_EXERCISE A:_
Locate every line in the records that contains the word "building" and copy each such line; matching is case-sensitive.
_ _ _ _
The importance of parameterizations is explored by focusing on their role in numerical models, the underlying assumptions in their implementation and their representation of physical processes. There are three components to this project:

Description of a physical model: Numerical models are built on conceptual models of how the atmosphere works. Hence, in order to successfully simulate something, we must have evaluated the importance of potential forcings. In this component of the project, I expect you to come up with (i) an annotated diagram or one page written description of how some process in the atmosphere works; and (ii) to present this in a 5-10 minute oral presentation.
Documentation of a physical parameterization: Here you will compare your physical model to a numerical realization based on work by experts in the field. You will give a 15 minute presentation to the class on the essentials of a single parameterization presently in use. Presentations for this will be given in class on Tuesday 13 March (immediately after Spring break).
_ _ _ _
_EXERCISE B:_
According to the project description, on what date will the in-class presentations on a physical parameterization be given?

_MATERIAL TO PROCESS:_
_ _ _ _
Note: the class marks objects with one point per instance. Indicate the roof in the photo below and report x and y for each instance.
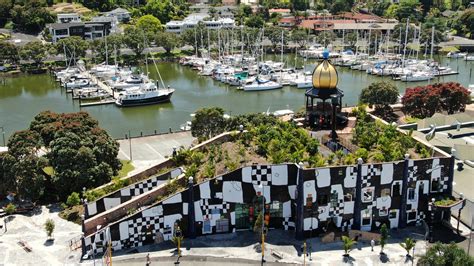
(60, 26)
(118, 11)
(359, 16)
(279, 10)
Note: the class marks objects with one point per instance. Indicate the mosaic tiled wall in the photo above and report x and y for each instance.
(340, 197)
(125, 194)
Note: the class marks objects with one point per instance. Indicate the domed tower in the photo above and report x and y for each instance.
(324, 99)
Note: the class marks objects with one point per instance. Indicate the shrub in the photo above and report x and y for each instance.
(73, 199)
(49, 227)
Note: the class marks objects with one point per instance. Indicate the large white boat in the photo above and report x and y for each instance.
(417, 76)
(262, 85)
(145, 94)
(456, 55)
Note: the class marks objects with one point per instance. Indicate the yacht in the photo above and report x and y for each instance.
(145, 94)
(262, 85)
(456, 55)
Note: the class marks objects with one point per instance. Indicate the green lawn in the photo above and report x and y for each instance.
(126, 168)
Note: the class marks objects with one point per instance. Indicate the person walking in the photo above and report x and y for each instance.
(148, 261)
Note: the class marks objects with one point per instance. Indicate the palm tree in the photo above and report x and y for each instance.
(408, 245)
(347, 244)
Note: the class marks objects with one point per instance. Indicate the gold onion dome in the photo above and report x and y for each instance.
(325, 74)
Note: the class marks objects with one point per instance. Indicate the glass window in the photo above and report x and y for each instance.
(367, 194)
(206, 227)
(323, 200)
(411, 194)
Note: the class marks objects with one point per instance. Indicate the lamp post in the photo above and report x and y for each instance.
(333, 117)
(263, 221)
(431, 209)
(3, 135)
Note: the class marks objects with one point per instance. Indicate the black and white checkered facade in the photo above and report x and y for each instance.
(127, 193)
(334, 192)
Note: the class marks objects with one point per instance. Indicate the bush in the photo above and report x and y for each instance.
(10, 208)
(73, 199)
(49, 227)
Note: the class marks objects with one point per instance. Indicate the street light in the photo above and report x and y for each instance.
(262, 188)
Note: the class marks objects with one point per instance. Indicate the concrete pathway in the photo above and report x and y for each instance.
(148, 151)
(30, 230)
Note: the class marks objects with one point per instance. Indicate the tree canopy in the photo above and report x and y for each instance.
(425, 101)
(80, 153)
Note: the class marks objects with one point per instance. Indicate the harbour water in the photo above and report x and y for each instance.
(23, 96)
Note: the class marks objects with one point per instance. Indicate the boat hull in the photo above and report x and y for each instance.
(148, 101)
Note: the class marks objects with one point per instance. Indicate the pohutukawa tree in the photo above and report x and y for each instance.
(422, 102)
(80, 153)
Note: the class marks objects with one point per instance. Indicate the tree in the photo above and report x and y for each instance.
(325, 37)
(74, 46)
(167, 40)
(445, 255)
(8, 52)
(421, 102)
(10, 209)
(73, 199)
(347, 244)
(101, 5)
(80, 153)
(31, 16)
(114, 43)
(5, 7)
(208, 122)
(254, 22)
(381, 95)
(49, 227)
(135, 40)
(35, 51)
(274, 34)
(149, 24)
(300, 37)
(408, 245)
(383, 237)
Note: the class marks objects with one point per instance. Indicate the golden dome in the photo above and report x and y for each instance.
(325, 76)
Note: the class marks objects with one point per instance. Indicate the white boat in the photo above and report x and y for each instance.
(145, 94)
(77, 83)
(417, 76)
(469, 58)
(262, 85)
(456, 55)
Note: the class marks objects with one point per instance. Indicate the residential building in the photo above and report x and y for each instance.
(68, 18)
(284, 12)
(121, 14)
(191, 21)
(87, 30)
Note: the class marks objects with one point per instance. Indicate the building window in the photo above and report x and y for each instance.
(366, 217)
(435, 185)
(385, 192)
(383, 211)
(206, 227)
(334, 198)
(323, 200)
(411, 194)
(367, 194)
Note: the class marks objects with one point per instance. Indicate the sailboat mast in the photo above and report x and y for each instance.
(405, 45)
(432, 42)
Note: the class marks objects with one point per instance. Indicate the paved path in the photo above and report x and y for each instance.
(148, 151)
(30, 229)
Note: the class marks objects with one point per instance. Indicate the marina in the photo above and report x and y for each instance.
(24, 96)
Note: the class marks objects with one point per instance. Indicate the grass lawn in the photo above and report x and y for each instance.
(126, 168)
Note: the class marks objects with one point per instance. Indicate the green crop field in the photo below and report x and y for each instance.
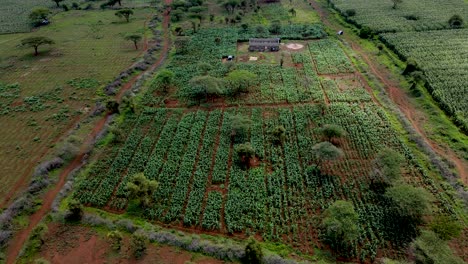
_ _ _ _
_WORKED ANSWER A:_
Note: the class marks objects with one point per instance. Indicate the residential building in the photo above and report x and y for each instance.
Note: the class marks objects with one point per instance. Indicate the building window in the photo above and report x and y for each instance.

_WORKED ANSWER B:_
Tuesday 13 March, immediately after Spring break.